REQUIRED WORK -
Arrange the lines of the rows below as a JSON list of strings, one string per line and blank lines omitted, starting at the line containing "outline black jeans, every instance" and ending at the end of the rows.

[Records contained in a dataset]
....
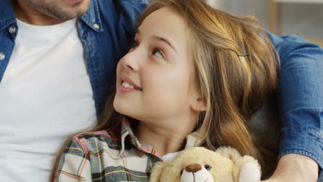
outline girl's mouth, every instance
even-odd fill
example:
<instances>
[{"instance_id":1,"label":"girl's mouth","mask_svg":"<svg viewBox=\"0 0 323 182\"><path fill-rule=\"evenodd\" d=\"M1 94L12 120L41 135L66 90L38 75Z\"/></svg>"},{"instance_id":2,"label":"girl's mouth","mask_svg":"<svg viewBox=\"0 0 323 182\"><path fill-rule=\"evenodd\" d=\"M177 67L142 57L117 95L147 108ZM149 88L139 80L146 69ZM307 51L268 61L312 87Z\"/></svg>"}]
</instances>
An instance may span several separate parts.
<instances>
[{"instance_id":1,"label":"girl's mouth","mask_svg":"<svg viewBox=\"0 0 323 182\"><path fill-rule=\"evenodd\" d=\"M135 89L135 90L137 90L139 91L141 91L142 89L141 88L139 88L139 87L136 87L135 85L131 85L130 83L125 81L121 81L121 86L124 87L124 88L132 88L132 89Z\"/></svg>"}]
</instances>

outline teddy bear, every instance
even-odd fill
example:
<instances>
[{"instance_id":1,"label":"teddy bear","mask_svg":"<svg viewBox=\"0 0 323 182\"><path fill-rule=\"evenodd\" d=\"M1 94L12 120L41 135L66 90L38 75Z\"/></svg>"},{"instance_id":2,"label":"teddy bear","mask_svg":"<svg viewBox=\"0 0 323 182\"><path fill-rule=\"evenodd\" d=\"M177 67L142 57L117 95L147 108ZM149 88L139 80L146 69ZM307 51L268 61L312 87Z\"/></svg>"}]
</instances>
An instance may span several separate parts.
<instances>
[{"instance_id":1,"label":"teddy bear","mask_svg":"<svg viewBox=\"0 0 323 182\"><path fill-rule=\"evenodd\" d=\"M156 163L150 182L256 182L261 168L251 156L242 156L231 147L215 151L195 147L179 153L173 160Z\"/></svg>"}]
</instances>

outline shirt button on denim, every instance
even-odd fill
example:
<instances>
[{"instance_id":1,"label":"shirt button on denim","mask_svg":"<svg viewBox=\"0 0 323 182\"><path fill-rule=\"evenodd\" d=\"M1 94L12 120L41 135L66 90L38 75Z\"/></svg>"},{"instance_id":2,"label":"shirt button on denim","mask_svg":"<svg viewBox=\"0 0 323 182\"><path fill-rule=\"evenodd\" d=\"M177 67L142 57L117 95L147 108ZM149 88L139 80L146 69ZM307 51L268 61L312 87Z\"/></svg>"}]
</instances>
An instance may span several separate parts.
<instances>
[{"instance_id":1,"label":"shirt button on denim","mask_svg":"<svg viewBox=\"0 0 323 182\"><path fill-rule=\"evenodd\" d=\"M14 34L14 32L16 32L16 27L15 26L11 26L10 28L9 28L9 32L10 34Z\"/></svg>"},{"instance_id":2,"label":"shirt button on denim","mask_svg":"<svg viewBox=\"0 0 323 182\"><path fill-rule=\"evenodd\" d=\"M93 26L94 26L94 28L95 28L95 29L97 29L97 30L99 29L99 28L100 28L100 26L99 26L97 23L95 23L95 24L93 25Z\"/></svg>"},{"instance_id":3,"label":"shirt button on denim","mask_svg":"<svg viewBox=\"0 0 323 182\"><path fill-rule=\"evenodd\" d=\"M0 60L3 60L5 57L6 57L5 54L2 52L0 52Z\"/></svg>"}]
</instances>

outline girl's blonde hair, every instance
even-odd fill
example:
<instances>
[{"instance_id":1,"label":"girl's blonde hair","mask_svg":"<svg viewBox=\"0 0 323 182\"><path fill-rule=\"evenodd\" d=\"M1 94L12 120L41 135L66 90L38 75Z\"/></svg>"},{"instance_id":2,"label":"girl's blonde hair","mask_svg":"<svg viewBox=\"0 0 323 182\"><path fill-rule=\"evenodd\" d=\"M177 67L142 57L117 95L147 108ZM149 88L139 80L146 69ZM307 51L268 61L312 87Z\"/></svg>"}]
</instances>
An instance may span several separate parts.
<instances>
[{"instance_id":1,"label":"girl's blonde hair","mask_svg":"<svg viewBox=\"0 0 323 182\"><path fill-rule=\"evenodd\" d=\"M279 59L266 33L254 17L233 16L202 0L155 1L140 17L138 26L164 8L178 14L191 32L195 83L207 107L196 128L204 139L201 145L211 150L230 145L262 161L247 125L276 88ZM113 108L114 96L94 130L121 126L121 116Z\"/></svg>"}]
</instances>

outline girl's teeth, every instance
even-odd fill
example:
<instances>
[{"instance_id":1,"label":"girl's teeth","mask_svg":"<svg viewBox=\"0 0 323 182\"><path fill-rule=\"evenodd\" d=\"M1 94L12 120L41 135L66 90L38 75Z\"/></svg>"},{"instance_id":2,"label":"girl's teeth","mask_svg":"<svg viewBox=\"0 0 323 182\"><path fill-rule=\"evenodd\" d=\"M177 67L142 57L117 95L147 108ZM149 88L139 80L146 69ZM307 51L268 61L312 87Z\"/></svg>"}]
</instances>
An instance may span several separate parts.
<instances>
[{"instance_id":1,"label":"girl's teeth","mask_svg":"<svg viewBox=\"0 0 323 182\"><path fill-rule=\"evenodd\" d=\"M135 88L134 86L131 85L129 83L127 82L122 83L122 86L124 88Z\"/></svg>"}]
</instances>

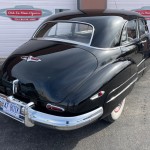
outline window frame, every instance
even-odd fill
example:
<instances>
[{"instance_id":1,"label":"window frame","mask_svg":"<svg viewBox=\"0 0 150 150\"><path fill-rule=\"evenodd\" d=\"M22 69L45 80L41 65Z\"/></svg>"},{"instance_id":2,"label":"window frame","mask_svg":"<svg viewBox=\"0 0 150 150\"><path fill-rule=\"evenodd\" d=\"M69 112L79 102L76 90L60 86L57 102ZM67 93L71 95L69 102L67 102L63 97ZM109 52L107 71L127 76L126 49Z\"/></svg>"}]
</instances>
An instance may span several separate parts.
<instances>
[{"instance_id":1,"label":"window frame","mask_svg":"<svg viewBox=\"0 0 150 150\"><path fill-rule=\"evenodd\" d=\"M131 40L131 41L122 41L122 36L123 36L123 32L124 32L124 29L126 28L126 38L127 38L127 24L130 22L130 21L136 21L136 38ZM139 39L139 22L138 22L138 19L133 19L133 20L130 20L130 21L127 21L124 26L123 26L123 29L122 29L122 32L121 32L121 39L120 39L120 45L121 46L124 46L124 45L129 45L130 43L133 43L134 41L136 41L137 39Z\"/></svg>"},{"instance_id":2,"label":"window frame","mask_svg":"<svg viewBox=\"0 0 150 150\"><path fill-rule=\"evenodd\" d=\"M142 22L145 23L144 27L145 27L145 33L140 35L140 20L142 20ZM147 30L146 30L147 28ZM147 26L147 22L144 18L138 18L138 29L139 29L139 38L142 38L143 36L145 36L147 33L149 33L149 29L148 29L148 26ZM147 33L146 33L147 32Z\"/></svg>"}]
</instances>

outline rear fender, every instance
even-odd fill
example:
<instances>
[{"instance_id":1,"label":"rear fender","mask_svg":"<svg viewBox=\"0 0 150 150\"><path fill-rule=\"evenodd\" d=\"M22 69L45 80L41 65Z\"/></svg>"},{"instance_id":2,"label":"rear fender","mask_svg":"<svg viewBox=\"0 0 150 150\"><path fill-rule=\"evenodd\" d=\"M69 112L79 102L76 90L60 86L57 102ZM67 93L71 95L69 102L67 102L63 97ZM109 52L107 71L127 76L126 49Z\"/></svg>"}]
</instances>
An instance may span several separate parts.
<instances>
[{"instance_id":1,"label":"rear fender","mask_svg":"<svg viewBox=\"0 0 150 150\"><path fill-rule=\"evenodd\" d=\"M104 106L112 89L118 87L131 76L133 65L133 62L124 60L97 69L78 89L67 96L65 101L69 101L68 108L73 108L74 112L84 113L96 107ZM133 68L135 67L136 65ZM114 80L121 72L125 74L117 81ZM105 94L101 98L90 100L100 90L105 91Z\"/></svg>"}]
</instances>

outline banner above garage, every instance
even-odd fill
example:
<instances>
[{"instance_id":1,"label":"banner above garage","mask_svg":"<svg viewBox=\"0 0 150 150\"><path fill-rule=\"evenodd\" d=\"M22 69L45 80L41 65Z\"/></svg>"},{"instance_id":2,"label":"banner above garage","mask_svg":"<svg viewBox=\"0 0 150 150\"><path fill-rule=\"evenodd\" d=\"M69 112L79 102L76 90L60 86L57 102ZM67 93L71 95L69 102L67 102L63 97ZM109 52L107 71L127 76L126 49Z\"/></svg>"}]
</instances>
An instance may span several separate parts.
<instances>
[{"instance_id":1,"label":"banner above garage","mask_svg":"<svg viewBox=\"0 0 150 150\"><path fill-rule=\"evenodd\" d=\"M77 8L137 11L146 17L150 28L149 0L5 0L0 2L0 57L8 57L28 41L48 16Z\"/></svg>"}]
</instances>

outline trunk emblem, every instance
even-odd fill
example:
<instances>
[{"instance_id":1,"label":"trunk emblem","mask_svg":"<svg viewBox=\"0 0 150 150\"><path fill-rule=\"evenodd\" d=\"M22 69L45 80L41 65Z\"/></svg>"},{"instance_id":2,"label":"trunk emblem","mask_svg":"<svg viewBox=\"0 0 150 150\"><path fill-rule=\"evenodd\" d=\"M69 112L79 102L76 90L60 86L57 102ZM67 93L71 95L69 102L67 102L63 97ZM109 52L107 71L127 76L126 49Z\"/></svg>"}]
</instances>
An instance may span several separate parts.
<instances>
[{"instance_id":1,"label":"trunk emblem","mask_svg":"<svg viewBox=\"0 0 150 150\"><path fill-rule=\"evenodd\" d=\"M13 94L17 93L18 91L18 82L18 79L13 81Z\"/></svg>"},{"instance_id":2,"label":"trunk emblem","mask_svg":"<svg viewBox=\"0 0 150 150\"><path fill-rule=\"evenodd\" d=\"M26 60L27 62L39 62L41 59L33 56L22 56L21 59Z\"/></svg>"}]
</instances>

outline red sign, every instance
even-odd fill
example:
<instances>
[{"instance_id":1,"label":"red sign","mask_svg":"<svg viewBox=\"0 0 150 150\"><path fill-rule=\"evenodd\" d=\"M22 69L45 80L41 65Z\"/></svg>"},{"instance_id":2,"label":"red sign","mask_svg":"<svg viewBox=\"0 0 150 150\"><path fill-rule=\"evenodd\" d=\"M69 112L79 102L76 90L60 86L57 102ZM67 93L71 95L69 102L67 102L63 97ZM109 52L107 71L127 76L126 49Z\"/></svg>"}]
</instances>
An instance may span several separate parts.
<instances>
[{"instance_id":1,"label":"red sign","mask_svg":"<svg viewBox=\"0 0 150 150\"><path fill-rule=\"evenodd\" d=\"M7 10L8 16L42 16L42 10Z\"/></svg>"},{"instance_id":2,"label":"red sign","mask_svg":"<svg viewBox=\"0 0 150 150\"><path fill-rule=\"evenodd\" d=\"M37 21L41 17L51 15L52 12L46 9L34 8L27 5L19 5L14 8L0 10L0 16L9 17L13 21Z\"/></svg>"},{"instance_id":3,"label":"red sign","mask_svg":"<svg viewBox=\"0 0 150 150\"><path fill-rule=\"evenodd\" d=\"M144 16L147 20L150 20L150 10L136 10L136 12L138 12L139 14L141 14L142 16Z\"/></svg>"}]
</instances>

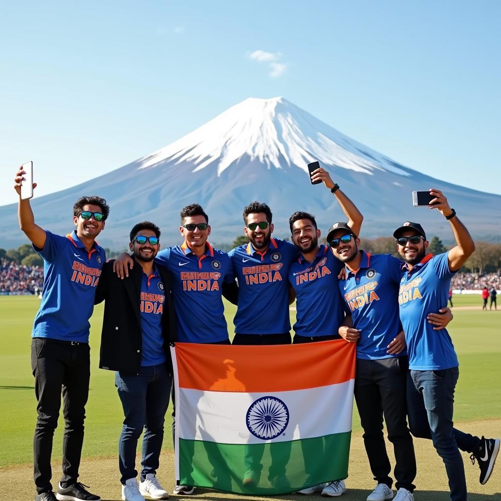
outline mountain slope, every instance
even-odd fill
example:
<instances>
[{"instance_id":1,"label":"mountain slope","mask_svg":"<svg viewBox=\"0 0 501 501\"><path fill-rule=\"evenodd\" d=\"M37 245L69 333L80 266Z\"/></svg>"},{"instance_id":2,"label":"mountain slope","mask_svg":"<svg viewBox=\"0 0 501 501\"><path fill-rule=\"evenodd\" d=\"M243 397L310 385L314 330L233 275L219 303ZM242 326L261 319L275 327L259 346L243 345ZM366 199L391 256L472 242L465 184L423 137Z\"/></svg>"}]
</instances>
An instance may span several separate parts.
<instances>
[{"instance_id":1,"label":"mountain slope","mask_svg":"<svg viewBox=\"0 0 501 501\"><path fill-rule=\"evenodd\" d=\"M216 243L230 243L242 233L242 209L255 199L271 206L276 236L289 235L288 218L296 210L313 212L325 233L345 217L323 185L310 184L306 166L315 160L364 214L363 236L391 234L411 220L430 235L450 240L449 223L436 211L412 206L413 190L435 187L444 191L475 237L499 238L501 196L401 165L282 98L246 99L165 148L32 204L39 224L64 233L72 227L79 196L104 197L111 210L99 241L112 248L124 247L130 228L144 219L160 226L162 244L177 243L179 211L194 201L209 214L210 239ZM16 211L15 205L0 207L6 248L26 241Z\"/></svg>"}]
</instances>

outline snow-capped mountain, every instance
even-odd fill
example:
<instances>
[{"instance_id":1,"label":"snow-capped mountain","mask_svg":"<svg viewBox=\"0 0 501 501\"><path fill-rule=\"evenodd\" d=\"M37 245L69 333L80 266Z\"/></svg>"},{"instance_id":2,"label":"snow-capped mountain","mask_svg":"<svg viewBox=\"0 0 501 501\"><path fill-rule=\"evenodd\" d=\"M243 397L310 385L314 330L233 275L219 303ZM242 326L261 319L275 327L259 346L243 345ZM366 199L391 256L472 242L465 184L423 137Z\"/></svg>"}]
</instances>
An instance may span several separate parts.
<instances>
[{"instance_id":1,"label":"snow-capped mountain","mask_svg":"<svg viewBox=\"0 0 501 501\"><path fill-rule=\"evenodd\" d=\"M160 226L163 244L177 243L179 211L192 202L208 214L215 243L230 243L242 233L242 209L254 200L271 207L276 236L290 235L289 217L296 210L312 212L325 234L345 218L329 190L310 183L307 164L317 160L364 214L362 236L390 235L410 220L421 222L430 236L450 240L449 223L436 211L412 206L412 191L434 187L444 191L476 238L499 239L499 195L404 167L280 97L246 99L161 149L32 204L39 224L64 233L72 227L79 196L105 197L111 212L99 241L112 248L123 247L130 228L145 219ZM15 205L0 207L0 217L2 246L26 241Z\"/></svg>"}]
</instances>

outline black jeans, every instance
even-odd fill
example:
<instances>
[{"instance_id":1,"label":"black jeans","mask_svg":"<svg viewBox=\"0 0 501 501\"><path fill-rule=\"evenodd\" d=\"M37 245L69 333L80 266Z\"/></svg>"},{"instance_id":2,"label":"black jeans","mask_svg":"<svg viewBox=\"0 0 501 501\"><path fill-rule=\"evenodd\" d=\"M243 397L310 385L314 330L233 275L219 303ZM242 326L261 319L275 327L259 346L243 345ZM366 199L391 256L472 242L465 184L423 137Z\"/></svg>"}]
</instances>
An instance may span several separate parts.
<instances>
[{"instance_id":1,"label":"black jeans","mask_svg":"<svg viewBox=\"0 0 501 501\"><path fill-rule=\"evenodd\" d=\"M416 477L416 456L407 425L406 386L407 357L379 360L357 359L355 399L362 427L364 445L371 470L378 483L391 487L391 466L383 434L383 416L388 439L395 452L395 486L412 492Z\"/></svg>"},{"instance_id":2,"label":"black jeans","mask_svg":"<svg viewBox=\"0 0 501 501\"><path fill-rule=\"evenodd\" d=\"M40 494L52 490L51 455L58 425L62 389L65 430L63 437L63 477L68 486L77 481L84 440L85 404L89 396L89 345L34 338L32 369L38 401L38 418L33 437L34 478Z\"/></svg>"}]
</instances>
....
TASK OUTPUT -
[
  "outline black jeans, every instance",
  "even-odd fill",
  "example:",
  "<instances>",
  "[{\"instance_id\":1,\"label\":\"black jeans\",\"mask_svg\":\"<svg viewBox=\\\"0 0 501 501\\\"><path fill-rule=\\\"evenodd\\\" d=\\\"M37 245L69 333L80 266Z\\\"/></svg>\"},{\"instance_id\":2,\"label\":\"black jeans\",\"mask_svg\":\"<svg viewBox=\\\"0 0 501 501\\\"><path fill-rule=\\\"evenodd\\\" d=\\\"M243 397L310 385L314 330L233 275L219 303ZM242 326L261 319L275 327L259 346L243 345ZM366 199L391 256L472 242L465 184L423 137Z\\\"/></svg>\"}]",
  "</instances>",
  "An instance may span several separate parts.",
  "<instances>",
  "[{\"instance_id\":1,\"label\":\"black jeans\",\"mask_svg\":\"<svg viewBox=\\\"0 0 501 501\\\"><path fill-rule=\\\"evenodd\\\" d=\\\"M416 477L416 456L407 425L406 386L407 357L379 360L357 359L355 399L362 427L364 445L371 470L378 483L391 487L391 466L383 434L383 416L388 439L395 452L395 486L412 492Z\\\"/></svg>\"},{\"instance_id\":2,\"label\":\"black jeans\",\"mask_svg\":\"<svg viewBox=\\\"0 0 501 501\\\"><path fill-rule=\\\"evenodd\\\" d=\\\"M40 494L52 490L51 455L58 425L62 389L65 430L63 437L63 477L68 486L77 481L84 440L85 404L89 396L89 345L34 338L32 369L38 401L38 418L33 437L34 478Z\\\"/></svg>\"}]",
  "</instances>"
]